### GOAL OF THE EXERCISE
Repeat the records word for word, from the line with "Tag man's face in this screenshot." through the end of the records.

Items listed in a dataset
———
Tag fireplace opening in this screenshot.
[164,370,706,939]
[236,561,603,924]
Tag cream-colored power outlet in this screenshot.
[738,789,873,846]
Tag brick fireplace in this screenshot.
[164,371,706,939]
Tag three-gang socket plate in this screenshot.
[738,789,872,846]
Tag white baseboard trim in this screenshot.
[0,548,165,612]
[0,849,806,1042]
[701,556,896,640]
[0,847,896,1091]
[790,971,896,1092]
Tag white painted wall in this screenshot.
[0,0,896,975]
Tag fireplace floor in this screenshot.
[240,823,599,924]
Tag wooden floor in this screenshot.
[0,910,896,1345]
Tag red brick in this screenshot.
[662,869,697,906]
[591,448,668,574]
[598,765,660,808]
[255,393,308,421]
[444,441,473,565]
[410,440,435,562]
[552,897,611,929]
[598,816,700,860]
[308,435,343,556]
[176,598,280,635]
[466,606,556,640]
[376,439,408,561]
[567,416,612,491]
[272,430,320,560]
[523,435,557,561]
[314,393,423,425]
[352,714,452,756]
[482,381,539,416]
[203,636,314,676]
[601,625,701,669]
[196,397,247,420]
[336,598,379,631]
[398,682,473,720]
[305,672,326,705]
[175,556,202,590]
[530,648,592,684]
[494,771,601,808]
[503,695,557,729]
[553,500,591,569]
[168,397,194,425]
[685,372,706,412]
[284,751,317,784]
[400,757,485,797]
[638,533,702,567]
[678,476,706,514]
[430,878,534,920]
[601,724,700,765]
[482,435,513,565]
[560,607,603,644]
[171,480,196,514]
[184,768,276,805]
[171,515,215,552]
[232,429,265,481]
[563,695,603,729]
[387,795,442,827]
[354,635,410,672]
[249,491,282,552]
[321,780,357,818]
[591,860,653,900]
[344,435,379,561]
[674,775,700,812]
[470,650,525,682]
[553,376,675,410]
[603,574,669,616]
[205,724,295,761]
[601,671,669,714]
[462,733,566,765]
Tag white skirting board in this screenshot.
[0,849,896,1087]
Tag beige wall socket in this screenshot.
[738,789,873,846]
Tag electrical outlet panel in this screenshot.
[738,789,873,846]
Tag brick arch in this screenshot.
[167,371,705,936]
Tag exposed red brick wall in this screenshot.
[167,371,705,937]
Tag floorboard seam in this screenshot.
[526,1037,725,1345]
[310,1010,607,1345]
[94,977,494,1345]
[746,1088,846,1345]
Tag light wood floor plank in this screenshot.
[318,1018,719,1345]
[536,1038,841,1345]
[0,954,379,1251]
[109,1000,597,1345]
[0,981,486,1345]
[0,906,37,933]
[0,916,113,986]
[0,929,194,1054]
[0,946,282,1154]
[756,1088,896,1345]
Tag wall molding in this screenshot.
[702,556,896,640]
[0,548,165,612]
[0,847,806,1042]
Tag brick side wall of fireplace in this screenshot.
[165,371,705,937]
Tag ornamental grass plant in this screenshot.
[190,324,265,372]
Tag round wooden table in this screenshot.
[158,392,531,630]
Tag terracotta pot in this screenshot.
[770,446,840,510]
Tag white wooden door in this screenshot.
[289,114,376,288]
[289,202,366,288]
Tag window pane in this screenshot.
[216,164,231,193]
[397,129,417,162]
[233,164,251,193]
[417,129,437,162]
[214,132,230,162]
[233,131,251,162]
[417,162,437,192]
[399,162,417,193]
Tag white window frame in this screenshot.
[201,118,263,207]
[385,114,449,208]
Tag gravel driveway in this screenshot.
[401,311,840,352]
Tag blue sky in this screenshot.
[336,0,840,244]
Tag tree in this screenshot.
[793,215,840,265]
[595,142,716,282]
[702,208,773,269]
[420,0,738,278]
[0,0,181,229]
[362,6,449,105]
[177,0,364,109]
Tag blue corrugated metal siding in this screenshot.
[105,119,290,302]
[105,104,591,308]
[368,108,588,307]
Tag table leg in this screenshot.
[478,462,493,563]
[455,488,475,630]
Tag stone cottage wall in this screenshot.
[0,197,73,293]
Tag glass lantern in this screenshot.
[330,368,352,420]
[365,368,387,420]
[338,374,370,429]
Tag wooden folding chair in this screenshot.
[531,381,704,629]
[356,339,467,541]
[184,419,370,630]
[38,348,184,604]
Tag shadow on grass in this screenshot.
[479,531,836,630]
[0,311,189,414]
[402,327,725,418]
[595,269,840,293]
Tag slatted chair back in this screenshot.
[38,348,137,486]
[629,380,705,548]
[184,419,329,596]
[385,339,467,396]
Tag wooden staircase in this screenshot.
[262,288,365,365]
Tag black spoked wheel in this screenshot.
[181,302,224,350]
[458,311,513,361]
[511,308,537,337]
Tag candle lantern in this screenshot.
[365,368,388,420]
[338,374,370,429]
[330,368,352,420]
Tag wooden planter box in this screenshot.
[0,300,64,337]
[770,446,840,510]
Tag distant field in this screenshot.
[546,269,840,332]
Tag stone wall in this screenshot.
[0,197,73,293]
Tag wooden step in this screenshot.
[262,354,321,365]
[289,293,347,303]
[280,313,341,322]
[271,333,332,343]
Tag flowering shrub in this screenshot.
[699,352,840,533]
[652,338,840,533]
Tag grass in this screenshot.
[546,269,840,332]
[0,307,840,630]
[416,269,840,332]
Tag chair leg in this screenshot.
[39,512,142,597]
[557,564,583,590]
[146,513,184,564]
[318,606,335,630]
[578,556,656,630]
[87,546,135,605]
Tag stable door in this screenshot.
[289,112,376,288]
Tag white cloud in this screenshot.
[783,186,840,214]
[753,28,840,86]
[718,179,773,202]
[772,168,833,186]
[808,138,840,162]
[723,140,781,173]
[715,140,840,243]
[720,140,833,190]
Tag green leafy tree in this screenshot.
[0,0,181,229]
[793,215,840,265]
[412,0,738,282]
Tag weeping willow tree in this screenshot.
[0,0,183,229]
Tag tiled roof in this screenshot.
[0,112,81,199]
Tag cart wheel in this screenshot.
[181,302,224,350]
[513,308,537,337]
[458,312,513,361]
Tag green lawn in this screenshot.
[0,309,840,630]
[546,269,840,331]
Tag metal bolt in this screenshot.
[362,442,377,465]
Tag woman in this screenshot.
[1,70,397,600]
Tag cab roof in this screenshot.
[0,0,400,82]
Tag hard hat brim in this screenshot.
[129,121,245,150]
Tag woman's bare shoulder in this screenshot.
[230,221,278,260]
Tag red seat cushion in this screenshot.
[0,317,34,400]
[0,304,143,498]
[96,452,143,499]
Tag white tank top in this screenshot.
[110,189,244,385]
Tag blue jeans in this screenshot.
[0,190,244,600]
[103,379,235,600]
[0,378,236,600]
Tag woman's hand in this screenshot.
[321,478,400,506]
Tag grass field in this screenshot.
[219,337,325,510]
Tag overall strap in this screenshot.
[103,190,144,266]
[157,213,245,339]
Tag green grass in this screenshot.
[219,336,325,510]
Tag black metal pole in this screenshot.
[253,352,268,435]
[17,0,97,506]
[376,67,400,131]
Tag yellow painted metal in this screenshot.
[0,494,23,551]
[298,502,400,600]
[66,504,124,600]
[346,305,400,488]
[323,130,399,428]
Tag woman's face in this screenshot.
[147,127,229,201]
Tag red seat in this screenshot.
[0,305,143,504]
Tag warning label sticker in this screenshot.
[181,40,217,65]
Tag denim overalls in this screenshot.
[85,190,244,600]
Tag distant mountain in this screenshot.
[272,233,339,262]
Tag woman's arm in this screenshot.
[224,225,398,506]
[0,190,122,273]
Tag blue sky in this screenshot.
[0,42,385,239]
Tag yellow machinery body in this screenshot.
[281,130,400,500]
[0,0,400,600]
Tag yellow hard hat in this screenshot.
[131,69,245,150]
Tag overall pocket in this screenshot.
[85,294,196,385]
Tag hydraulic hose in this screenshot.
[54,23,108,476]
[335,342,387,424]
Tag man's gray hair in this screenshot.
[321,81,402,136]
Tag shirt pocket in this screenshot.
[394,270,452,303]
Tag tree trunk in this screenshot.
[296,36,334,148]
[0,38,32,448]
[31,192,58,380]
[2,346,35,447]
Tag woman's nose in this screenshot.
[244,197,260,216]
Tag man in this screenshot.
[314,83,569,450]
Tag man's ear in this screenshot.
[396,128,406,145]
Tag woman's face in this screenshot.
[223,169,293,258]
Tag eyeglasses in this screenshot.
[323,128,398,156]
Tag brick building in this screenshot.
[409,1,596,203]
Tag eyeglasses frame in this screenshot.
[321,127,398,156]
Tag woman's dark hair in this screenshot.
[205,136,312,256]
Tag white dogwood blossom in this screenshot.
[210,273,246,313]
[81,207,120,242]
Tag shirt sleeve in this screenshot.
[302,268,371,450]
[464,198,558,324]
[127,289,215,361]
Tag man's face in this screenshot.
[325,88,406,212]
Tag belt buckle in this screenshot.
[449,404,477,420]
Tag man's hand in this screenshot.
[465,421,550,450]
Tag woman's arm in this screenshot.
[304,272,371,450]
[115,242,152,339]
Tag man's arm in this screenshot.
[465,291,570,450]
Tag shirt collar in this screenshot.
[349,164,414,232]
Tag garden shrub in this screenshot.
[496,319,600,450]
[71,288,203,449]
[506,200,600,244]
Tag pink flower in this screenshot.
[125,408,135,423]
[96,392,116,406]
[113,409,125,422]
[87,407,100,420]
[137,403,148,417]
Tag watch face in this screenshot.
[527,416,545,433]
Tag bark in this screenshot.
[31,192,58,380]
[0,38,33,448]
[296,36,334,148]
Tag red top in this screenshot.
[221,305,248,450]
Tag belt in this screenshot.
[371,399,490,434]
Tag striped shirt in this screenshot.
———
### EXPECTED OUTPUT
Tag man's face in this screenshot.
[325,88,406,212]
Tag belt buckle in this screenshot.
[449,404,477,420]
Tag man's hand in this screenshot.
[465,421,550,450]
Tag woman's arm in this screenshot.
[304,272,371,450]
[115,242,152,339]
Tag man's arm in this screenshot.
[465,291,570,450]
Tag shirt collar in this screenshot.
[349,164,414,232]
Tag garden shrub in this screenshot.
[496,319,600,450]
[71,288,203,449]
[506,200,600,244]
Tag pink flower in this screenshot.
[125,408,135,423]
[96,392,116,406]
[113,409,125,422]
[87,407,100,420]
[137,403,148,417]
Tag watch face in this screenshot.
[527,416,545,433]
Tag bark in this screenshot.
[31,192,58,380]
[0,38,33,448]
[296,36,334,148]
Tag red top in this screenshot.
[221,305,248,450]
Tag belt in this screenshot.
[371,399,490,434]
Tag striped shirt in this screenshot.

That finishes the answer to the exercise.